Rows from a pointing dataset
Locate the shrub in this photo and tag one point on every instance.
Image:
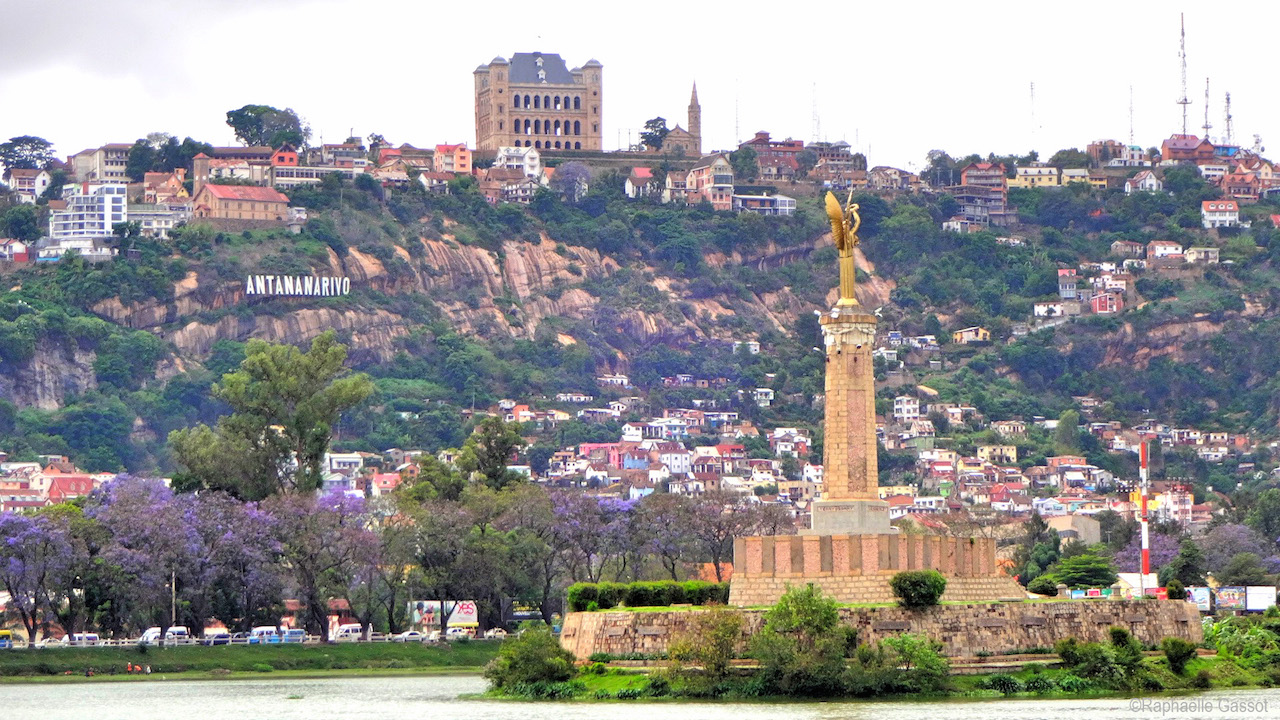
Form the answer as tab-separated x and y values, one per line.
918	588
534	656
1043	584
1073	684
580	595
1178	652
1069	650
1004	684
611	595
1040	684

== STATED GOAL ==
Can you transcribe each of the records above line for line, leaving out the pictures?

== SOLUTION TO THIS EXERCISE ==
Locate the shrub in this photo and tag one point on every instance.
Image:
Form the answer as tab-separated x and y values, one per line.
918	588
534	656
1043	584
1073	684
580	595
1178	652
1069	650
1004	684
611	595
1040	684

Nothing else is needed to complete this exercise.